-- begin --

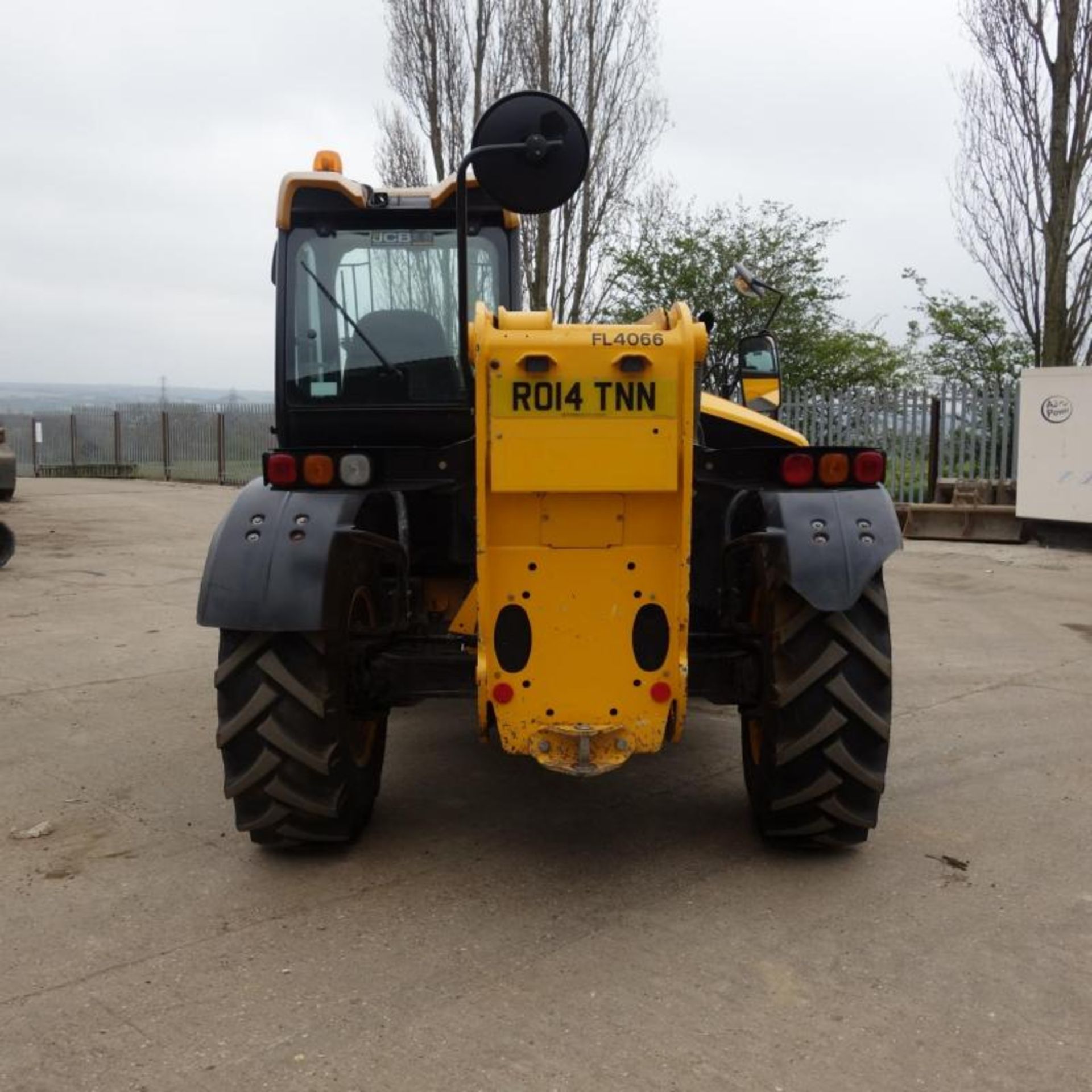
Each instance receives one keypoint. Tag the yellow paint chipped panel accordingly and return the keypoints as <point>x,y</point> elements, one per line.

-- end --
-- begin --

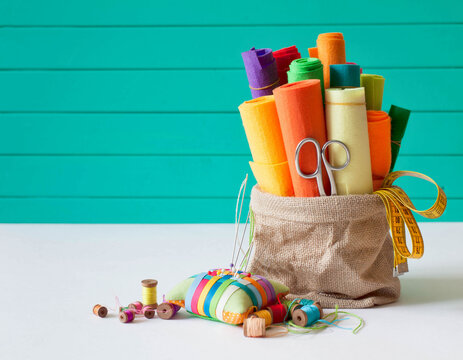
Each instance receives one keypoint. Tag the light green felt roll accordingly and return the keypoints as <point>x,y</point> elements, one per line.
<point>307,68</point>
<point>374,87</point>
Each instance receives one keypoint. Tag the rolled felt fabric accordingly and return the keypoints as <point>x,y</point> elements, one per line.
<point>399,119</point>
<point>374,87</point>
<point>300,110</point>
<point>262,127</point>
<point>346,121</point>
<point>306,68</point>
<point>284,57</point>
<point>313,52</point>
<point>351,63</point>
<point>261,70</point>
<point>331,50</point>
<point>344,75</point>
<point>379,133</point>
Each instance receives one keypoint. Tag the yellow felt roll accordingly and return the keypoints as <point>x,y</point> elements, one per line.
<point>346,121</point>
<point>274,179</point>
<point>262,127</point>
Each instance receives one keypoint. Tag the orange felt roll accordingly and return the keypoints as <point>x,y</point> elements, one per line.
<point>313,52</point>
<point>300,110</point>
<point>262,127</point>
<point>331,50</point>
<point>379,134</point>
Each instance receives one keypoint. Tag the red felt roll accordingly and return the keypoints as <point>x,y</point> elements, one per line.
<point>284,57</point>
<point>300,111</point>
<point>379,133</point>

-- end --

Given exercise |
Please duplicate the lines of the items from the line with "Each instance receives one keypoint. Tag the yellow felt" up to and including the line with "<point>379,134</point>".

Expected answer |
Each instance receives one keypoint. Tag the yellow felt roll accordingly and return the keypoints as <point>x,y</point> elements, one per line.
<point>346,121</point>
<point>274,179</point>
<point>262,127</point>
Each instance receives one keypoint. Tag the orange felt roll accordingly and return the keypoints as <point>x,y</point> elements, one per line.
<point>313,52</point>
<point>300,110</point>
<point>262,127</point>
<point>331,50</point>
<point>379,134</point>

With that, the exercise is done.